### Lesetext

Das Schauspiel Street Scene von Elmer Rice (1929) hatte den in die USA emigrierten Komponisten Kurt Weill nachhaltig angesprochen. Daraus eine Oper zu gestalten, bedeutete für ihn die „Erfüllung (von) Träume(n), die zu einer Art Zentrum geworden waren, um das all mein Denken und Planen kreiste.“ Es war der Traum von einem genuin amerikanischen Musikdrama, welches mit seinen Ansprüchen über traditionelle Broadway-Produktionen entschieden hinausging. Leonard Bernstein hat sich später ein solches Ideal ebenfalls erträumt und mit Trouble in Tahiti zu verwirklichen versucht. Doch erst die Kombination mit einer Fortsetzungsgeschichte (A quiet place) gab der Sache angemessene Kontur, ohne freilich zum erhofften Erfolg zu führen. Doch immerhin hat vor kurzem das Theater Aachen bewiesen, daß aus dem Werk wirklich Funken zu schlagen sind.
In Deutschland wurde Street Scene (Uraufführung 1947 in New York) erstmals 1955 in Düsseldorf gegeben, die Rezeption verlief danach jedoch stockend. Die Kölner Produktion nährt jedoch die Überzeugung, dass dieses Werk dauerhaft ein Opernhit werden könnte. Dem könnte nur im Wege stehen, dass die Anzahl der Mitwirkenden immens ist. Aber dem hat sich vor 15 Jahren beispielsweise das Theater Aachen gestellt. Kürzlich gab es auch eine Produktion Münster, welche dem Vernehmen nach allerdings an dem gewählten deutschen Text litt.

######
### Quellenauszug

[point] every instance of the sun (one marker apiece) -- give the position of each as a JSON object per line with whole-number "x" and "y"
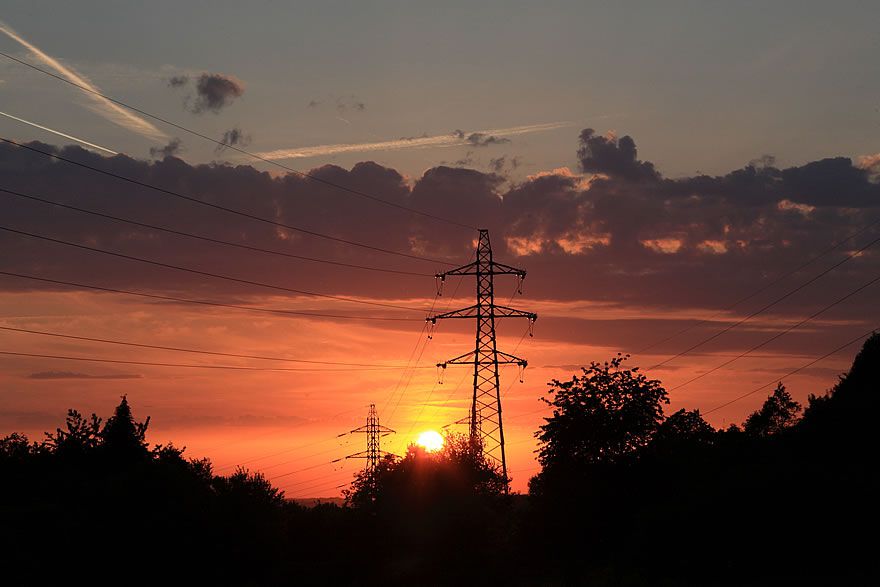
{"x": 430, "y": 440}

######

Aufgabenstellung 1 → In welchem Jahr und in welcher Stadt wurde Street Scene laut dem Text über Kurt Weills Oper Street Scene erstmals in Deutschland aufgeführt?
Aufgabenstellung 2 → Führen Sie den Text über Kurt Weills Oper Street Scene im Anschluss an seinen letzten Satz weiter.

Schriftliche Antwort 1 → 1955 in Düsseldorf.

Schriftliche Antwort 2 →
Der Werktitel Street Scene wirkt etwas neutral, und die Handlung der Oper beginnt auch einigermaßen beiläufig mit der Schilderung vom Leben in einem New Yorker Stadtteil, wo Enge und Hitze das Dasein schwer machen. Erhitzt sind auch die Beziehungen der Menschen untereinander. Frank Maurrant etwa, der auf vergangene Werte schwört, zwingt seine Familie zu einem unwürdig geknechteten Leben. Das sich seine Frau Anna in ein Verhältnis flüchtet, kann nicht ausbleiben. Die Entdeckung durch Frank endet tödlich für den Lover (Pistole) und auch Anna, die nach dieser Bluttat im Krankenhaus nicht mehr aufwacht. Tochter Rose vermag sich nicht auf eine Beziehung zu dem ihr seelenverwandten Bücherwurm Sam einzulassen, möchte in ihrem Leben erst einen Reifungsprozess durchmachen, denn “Liebe ist das eine, Bindung ein anderes“. Fernes gemeinsames Glück mag freilich nicht ausgeschlossen sein.
Das Werk bietet noch eine Vielzahl weiterer Schicksale, von Weill mit einer Musik begleitet, welche Oper und Broadway in eine ausbalancierte Beziehung setzt. Musical-Sound und Operetten-Sentiment finden ebenso Platz wie Opern-Belcanto (Singstimmen mitunter unisono mit den Geigen). Das Orchester hat sich mitunter regelrecht jazzig zu geben, was in Köln den Gürzenich-Musikern unter dem vitalen Dirigenten Tim Murray faszinierend gelingt. Eine konzeptionelle Besonderheit von Weills Oper ist nota bene, daß auch die Sprechszenen fast durchgehend von Musik untermalt werden, so daß die „Nummern“ nicht isoliert, sondern organisch miteinander verbunden wirken.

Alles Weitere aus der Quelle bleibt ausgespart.